_Task statement_:
Rewrite the lines as a numbered list, from the first line through the line containing "point(474, 572)", including both, and omit any blank lines.

──────── Provided material

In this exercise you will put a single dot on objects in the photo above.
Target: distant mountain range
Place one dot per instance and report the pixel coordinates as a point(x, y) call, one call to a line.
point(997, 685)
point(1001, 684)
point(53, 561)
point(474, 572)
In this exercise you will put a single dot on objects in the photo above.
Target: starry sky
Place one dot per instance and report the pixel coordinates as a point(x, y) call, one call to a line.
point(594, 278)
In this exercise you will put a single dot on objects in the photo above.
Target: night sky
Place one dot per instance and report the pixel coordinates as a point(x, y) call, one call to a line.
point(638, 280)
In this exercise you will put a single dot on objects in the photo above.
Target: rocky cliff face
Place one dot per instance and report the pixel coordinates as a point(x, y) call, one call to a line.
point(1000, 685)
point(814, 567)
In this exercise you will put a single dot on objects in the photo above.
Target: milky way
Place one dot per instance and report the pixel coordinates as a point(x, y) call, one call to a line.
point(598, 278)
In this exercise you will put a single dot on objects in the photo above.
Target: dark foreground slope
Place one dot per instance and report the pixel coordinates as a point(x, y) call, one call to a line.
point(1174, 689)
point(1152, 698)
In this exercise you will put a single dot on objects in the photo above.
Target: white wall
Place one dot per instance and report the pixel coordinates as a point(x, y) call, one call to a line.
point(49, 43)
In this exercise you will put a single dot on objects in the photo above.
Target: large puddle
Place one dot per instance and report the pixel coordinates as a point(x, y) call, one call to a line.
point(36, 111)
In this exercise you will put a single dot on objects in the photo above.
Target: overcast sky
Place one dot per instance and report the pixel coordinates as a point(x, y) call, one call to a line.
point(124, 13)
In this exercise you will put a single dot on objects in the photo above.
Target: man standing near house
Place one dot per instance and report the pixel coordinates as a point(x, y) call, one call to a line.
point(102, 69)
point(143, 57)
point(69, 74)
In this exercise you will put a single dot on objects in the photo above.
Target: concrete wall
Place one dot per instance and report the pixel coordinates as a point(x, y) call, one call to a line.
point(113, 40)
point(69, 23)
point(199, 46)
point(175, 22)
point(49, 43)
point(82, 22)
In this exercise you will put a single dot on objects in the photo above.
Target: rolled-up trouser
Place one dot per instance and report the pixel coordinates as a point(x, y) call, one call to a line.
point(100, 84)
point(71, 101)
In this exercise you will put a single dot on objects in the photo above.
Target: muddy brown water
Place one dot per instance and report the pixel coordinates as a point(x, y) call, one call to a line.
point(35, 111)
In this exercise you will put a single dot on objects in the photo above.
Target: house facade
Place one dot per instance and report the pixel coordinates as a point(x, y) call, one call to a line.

────────────────

_Reply to the exercise_:
1. In this exercise you will put a single dot on objects in the photo above.
2. Target: distant mountain range
3. Place one dot per instance and report the pixel coordinates as a point(x, y) call, one call to a line.
4. point(997, 685)
5. point(1001, 684)
6. point(53, 561)
7. point(474, 572)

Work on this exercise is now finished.